▸ **What to do**
Pick out every line in the items below that contains the string "ymax", matching case exactly.

▸ **Entries shown**

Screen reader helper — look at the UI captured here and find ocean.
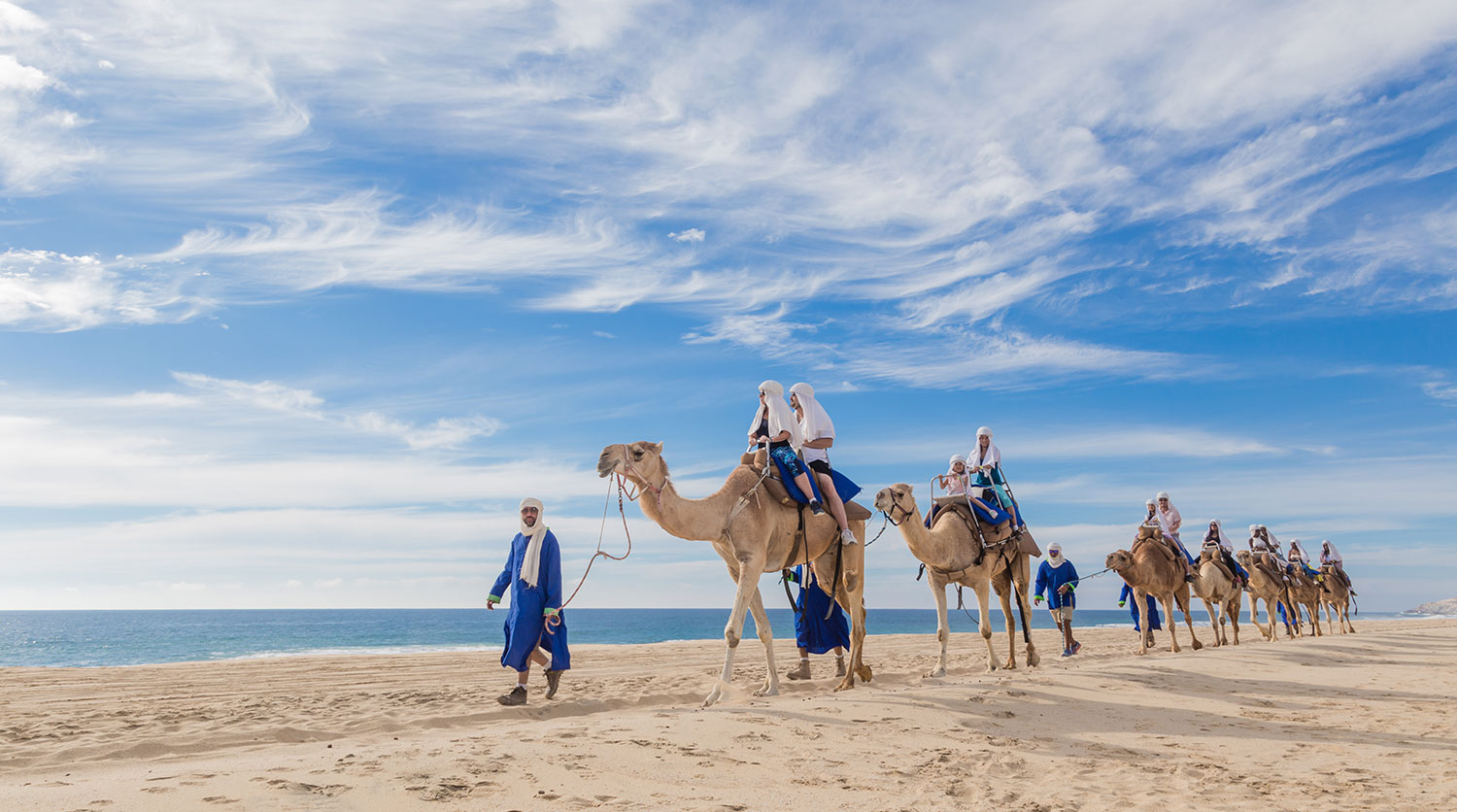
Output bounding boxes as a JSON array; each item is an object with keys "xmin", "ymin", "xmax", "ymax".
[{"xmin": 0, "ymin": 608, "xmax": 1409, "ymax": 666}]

---

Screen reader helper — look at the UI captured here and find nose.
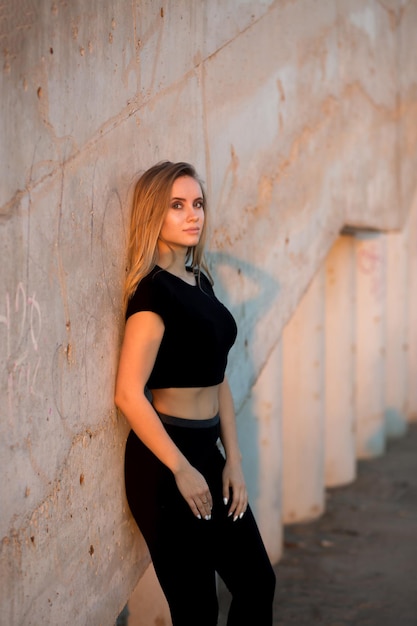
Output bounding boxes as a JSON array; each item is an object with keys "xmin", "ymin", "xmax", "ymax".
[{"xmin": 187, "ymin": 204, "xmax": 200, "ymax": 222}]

▸ **Result of this task**
Output bounding boxes as a JSON array; each item is an object with keys "xmin", "ymin", "xmax", "ymax".
[{"xmin": 0, "ymin": 608, "xmax": 1409, "ymax": 666}]
Output bounding boxes as a JSON array; each item is an object with keys "xmin", "ymin", "xmax", "ymax".
[{"xmin": 187, "ymin": 204, "xmax": 200, "ymax": 222}]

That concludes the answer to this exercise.